Excerpt to read:
______

Living trusts are Amazing Tools.

Some of the uses of living trusts:

Living trustCARE: A living trust avoids giving the entirety of an asset to a child in one fell swoop. The trust can control the delivery of the capital and the income of an invested sum of money through the trust, to a child, so that it occurs over a long, long period of time, and even down to future generations, long after the death of the Settlor. Parents may wish to buy a secondary, revenue residence, such as an apartment building, and put it into a living trust to benefit one or all of their children. Such a trust is also very helpful for providing income to elders, mentally-challenged or physically disabled individuals, and it can be set up for a specific charitable purpose.

REDUCE TAXATION: Rather than the all-at-one-time transfer of an asset at the time of death (such as in a will), a living trusts can arrange for the distribution of assets in a stream, over many, many years. This reduces exposure to taxation if it does not eliminate it entirely. Another taxation-related strategy is to move the assets into a living trust situated in a tax-free or tax-friendly jurisdiction. There are still some places in the world where little or no tax is imposed upon the investment income accrued by a living trust.

AVOID PROBATE: Assets that have already been given to the trust do not form part of a decedent's estate and are therefore not subject to probate or estate taxes. The process of probate and administering a will is fraught with lawyer and executor expenses, probate costs and fees, accountant fees to prepare the death return, as well as the potential for litigation and the freeze over all assets until the executor can finish the inventory (see Legal Definition of Executor's Year). All this is avoided with a living trust.

AVOID PUBLICITY: a will is a very public document once probate is engaged (see, for example, Famous Wills). To avoid this airing of the family laundry in public, a living will is utilized as there are usually little if any publicity requirements associated with them and privacy can be assured.

TEMPORARY ASSET MANAGEMENT: Politicians are usually under strict conflict of interest guidelines often requiring them to temporarily turn their investment portfolio over to a trustee in a blind trust. This is a form of a living trust.

______

Written tasks:
1: In the living trusts text, begin at the words "Living trustCARE: A" and stop after "specific charitable purpose.". Write that part out again with "office building" substituted for "apartment building".
2: Answer these about the living trusts text:
(a) To whom are politicians often required to temporarily turn over their investment portfolio?
(b) Assets already given to the trust are not subject to which two things?
(c) In what kind of jurisdiction can a living trust be situated as a tax-related strategy?
You won't need any of the entries that follow.

______

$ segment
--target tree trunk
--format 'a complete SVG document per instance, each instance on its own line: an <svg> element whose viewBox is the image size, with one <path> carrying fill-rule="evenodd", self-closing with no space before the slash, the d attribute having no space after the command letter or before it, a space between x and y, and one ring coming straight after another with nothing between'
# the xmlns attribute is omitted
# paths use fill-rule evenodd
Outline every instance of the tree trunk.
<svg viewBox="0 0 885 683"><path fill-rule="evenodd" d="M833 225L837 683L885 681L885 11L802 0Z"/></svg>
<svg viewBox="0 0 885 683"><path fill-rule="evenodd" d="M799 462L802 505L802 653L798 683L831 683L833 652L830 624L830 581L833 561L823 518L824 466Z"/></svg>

______

Solved tasks:
1:
Living trustCARE: A living trust avoids giving the entirety of an asset to a child in one fell swoop. The trust can control the delivery of the capital and the income of an invested sum of money through the trust, to a child, so that it occurs over a long, long period of time, and even down to future generations, long after the death of the Settlor. Parents may wish to buy a secondary, revenue residence, such as an office building, and put it into a living trust to benefit one or all of their children. Such a trust is also very helpful for providing income to elders, mentally-challenged or physically disabled individuals, and it can be set up for a specific charitable purpose.

2:
(a) A trustee in a blind trust.
(b) Probate and estate taxes.
(c) A tax-free or tax-friendly jurisdiction.